* [Task description]: Locate every line in the records below that contains the string "railing" and copy each of those lines.
[START Provided records]
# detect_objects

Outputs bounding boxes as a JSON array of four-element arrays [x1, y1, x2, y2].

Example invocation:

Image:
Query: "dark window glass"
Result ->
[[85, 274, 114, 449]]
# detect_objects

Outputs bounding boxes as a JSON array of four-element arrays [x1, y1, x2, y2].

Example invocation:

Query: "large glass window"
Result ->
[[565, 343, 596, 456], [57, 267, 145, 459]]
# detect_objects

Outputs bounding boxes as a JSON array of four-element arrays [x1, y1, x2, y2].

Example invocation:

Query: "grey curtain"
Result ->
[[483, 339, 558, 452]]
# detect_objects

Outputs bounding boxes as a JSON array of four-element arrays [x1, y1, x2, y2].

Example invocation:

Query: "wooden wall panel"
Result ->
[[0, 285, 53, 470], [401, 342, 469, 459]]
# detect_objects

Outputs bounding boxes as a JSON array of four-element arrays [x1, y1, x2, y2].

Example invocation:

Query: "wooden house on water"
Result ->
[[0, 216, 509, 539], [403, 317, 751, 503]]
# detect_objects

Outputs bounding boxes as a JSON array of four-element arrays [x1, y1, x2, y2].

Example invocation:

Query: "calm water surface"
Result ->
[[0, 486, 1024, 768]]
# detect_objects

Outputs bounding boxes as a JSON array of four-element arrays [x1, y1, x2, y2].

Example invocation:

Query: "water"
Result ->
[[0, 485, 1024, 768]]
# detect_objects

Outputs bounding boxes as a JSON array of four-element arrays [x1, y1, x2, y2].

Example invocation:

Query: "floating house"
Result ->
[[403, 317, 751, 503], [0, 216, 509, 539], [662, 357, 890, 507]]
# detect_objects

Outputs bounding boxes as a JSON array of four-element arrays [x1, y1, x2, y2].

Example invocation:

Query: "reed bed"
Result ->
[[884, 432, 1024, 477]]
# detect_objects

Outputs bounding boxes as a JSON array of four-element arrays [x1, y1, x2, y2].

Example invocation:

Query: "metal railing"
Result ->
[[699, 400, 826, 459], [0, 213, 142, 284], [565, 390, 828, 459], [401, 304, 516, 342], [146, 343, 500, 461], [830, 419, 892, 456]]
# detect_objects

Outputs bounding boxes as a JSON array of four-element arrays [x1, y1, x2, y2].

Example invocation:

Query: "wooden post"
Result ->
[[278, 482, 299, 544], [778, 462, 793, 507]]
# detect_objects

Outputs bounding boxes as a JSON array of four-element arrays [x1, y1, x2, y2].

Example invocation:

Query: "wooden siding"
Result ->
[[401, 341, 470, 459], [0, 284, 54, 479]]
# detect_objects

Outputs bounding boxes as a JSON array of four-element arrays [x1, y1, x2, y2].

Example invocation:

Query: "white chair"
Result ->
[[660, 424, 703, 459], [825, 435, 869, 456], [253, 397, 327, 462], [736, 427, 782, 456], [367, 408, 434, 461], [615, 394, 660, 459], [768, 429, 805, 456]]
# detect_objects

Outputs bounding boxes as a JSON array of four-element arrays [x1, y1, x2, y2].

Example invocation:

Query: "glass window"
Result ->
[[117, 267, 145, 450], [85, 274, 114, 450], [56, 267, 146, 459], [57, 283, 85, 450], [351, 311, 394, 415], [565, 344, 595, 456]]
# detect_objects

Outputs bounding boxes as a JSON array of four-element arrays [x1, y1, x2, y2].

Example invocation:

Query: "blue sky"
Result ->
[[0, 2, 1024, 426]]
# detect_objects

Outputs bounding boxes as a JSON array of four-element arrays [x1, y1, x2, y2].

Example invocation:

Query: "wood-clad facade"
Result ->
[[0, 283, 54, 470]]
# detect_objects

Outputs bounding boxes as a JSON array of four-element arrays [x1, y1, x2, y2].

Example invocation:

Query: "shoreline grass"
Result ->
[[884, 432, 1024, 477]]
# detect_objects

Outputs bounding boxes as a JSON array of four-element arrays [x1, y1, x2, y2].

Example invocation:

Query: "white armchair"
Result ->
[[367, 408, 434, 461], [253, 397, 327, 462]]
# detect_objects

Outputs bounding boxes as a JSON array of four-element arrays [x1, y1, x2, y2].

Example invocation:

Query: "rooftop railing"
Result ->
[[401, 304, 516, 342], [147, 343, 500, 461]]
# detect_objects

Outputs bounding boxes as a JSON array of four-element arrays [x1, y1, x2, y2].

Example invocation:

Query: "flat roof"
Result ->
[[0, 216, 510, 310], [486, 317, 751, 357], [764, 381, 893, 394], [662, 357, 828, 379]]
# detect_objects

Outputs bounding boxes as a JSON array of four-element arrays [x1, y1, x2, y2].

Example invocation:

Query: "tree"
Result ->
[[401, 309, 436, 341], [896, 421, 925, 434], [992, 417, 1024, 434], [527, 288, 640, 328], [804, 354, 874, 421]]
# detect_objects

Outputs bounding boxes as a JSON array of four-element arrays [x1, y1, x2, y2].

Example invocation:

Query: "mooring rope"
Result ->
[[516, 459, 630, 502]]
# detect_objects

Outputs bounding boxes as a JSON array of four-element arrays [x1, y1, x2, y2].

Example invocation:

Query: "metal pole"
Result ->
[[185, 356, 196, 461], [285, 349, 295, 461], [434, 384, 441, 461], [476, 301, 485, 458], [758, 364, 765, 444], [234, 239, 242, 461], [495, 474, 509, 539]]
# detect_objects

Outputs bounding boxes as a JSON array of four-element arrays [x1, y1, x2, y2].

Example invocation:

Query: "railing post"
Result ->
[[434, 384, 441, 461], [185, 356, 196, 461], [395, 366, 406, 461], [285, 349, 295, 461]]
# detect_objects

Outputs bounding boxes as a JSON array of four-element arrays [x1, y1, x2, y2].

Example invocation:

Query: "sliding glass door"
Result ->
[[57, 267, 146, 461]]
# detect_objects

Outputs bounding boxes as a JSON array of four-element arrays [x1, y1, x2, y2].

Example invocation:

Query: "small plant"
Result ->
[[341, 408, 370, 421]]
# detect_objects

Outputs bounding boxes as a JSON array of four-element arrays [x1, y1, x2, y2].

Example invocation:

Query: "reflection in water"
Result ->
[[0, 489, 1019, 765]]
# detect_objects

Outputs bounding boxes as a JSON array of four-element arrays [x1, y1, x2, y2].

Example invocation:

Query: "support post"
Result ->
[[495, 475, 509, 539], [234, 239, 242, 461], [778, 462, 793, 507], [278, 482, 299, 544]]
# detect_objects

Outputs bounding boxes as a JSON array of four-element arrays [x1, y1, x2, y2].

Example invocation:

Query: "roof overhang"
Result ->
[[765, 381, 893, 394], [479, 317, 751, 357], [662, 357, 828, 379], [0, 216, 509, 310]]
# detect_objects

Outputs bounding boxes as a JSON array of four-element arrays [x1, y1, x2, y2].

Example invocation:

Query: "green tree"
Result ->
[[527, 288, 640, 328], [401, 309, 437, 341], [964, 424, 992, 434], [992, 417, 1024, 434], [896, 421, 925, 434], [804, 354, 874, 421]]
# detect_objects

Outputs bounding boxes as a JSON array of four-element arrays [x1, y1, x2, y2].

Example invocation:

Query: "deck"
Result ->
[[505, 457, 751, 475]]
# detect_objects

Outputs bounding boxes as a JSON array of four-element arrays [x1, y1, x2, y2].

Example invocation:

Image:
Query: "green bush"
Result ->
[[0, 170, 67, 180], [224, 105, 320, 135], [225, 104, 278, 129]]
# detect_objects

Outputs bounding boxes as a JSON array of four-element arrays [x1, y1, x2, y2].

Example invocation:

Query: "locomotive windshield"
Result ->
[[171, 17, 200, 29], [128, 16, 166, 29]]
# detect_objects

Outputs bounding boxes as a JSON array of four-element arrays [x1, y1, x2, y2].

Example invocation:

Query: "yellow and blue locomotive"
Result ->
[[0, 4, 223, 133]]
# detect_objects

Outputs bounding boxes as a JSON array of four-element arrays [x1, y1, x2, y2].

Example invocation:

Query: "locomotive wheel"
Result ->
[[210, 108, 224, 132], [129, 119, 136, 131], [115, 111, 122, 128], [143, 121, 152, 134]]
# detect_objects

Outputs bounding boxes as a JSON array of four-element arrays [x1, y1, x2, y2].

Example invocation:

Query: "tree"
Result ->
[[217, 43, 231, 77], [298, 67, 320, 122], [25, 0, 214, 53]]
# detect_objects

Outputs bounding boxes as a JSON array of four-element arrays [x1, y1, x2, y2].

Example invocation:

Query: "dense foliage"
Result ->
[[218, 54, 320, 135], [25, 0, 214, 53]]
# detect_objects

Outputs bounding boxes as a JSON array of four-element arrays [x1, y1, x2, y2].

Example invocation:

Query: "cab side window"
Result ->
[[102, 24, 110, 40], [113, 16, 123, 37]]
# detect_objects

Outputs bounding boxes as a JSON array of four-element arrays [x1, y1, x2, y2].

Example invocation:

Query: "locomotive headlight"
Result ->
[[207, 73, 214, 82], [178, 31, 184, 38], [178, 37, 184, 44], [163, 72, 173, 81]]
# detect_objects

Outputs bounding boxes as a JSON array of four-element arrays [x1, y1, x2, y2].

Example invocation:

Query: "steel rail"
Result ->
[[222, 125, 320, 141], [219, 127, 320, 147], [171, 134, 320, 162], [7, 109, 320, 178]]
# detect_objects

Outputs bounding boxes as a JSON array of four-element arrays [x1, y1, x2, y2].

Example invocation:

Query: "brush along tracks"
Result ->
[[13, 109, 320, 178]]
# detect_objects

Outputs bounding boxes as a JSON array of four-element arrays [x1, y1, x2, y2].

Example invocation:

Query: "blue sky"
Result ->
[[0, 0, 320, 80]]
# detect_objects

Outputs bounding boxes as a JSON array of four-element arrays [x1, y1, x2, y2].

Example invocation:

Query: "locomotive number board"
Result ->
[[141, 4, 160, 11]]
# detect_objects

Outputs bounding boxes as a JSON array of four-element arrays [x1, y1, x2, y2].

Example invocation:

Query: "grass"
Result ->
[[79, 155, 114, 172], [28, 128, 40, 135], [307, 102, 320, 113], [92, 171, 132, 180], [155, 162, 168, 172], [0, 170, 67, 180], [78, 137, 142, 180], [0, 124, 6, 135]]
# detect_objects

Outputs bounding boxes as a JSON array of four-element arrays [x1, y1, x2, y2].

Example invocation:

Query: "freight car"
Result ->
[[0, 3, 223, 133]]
[END Provided records]
[START Provided records]
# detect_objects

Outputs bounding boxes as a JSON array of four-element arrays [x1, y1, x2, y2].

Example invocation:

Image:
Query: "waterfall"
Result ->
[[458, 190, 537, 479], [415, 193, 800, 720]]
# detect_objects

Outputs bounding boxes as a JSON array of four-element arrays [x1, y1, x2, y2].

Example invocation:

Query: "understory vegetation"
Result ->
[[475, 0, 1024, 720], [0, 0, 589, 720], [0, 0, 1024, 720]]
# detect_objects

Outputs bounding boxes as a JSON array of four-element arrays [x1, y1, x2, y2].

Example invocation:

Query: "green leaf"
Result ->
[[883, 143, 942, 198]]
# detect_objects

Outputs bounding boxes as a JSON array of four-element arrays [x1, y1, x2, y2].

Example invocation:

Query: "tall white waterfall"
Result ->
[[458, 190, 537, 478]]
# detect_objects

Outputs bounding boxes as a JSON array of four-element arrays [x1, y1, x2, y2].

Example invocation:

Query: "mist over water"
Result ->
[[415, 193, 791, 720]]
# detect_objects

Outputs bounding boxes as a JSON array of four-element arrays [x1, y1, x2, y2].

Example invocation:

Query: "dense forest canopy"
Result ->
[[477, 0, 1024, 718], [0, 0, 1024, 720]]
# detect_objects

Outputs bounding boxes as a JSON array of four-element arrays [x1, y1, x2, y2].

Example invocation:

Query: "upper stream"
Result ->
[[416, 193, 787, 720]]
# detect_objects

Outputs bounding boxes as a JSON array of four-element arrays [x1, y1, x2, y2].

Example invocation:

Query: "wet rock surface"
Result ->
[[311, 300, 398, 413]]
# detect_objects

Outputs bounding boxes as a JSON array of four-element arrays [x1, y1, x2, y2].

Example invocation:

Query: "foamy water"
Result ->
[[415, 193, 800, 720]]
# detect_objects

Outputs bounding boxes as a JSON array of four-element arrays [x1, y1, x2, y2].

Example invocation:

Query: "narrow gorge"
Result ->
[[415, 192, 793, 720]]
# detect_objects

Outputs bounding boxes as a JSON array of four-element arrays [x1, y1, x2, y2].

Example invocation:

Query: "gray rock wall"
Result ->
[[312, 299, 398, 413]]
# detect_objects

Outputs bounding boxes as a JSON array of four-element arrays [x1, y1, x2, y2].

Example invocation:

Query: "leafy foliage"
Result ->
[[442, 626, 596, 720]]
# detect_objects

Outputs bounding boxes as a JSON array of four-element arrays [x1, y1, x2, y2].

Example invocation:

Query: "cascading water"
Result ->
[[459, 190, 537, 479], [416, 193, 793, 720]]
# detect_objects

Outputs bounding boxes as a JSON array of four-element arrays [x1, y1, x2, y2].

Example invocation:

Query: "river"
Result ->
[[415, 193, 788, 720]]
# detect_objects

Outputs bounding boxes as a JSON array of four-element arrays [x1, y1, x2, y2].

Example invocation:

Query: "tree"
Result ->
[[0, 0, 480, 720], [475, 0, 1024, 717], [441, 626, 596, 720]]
[END Provided records]
* [Written reply]:
Query: "metal railing"
Query: "rooftop railing"
Query: "railing post"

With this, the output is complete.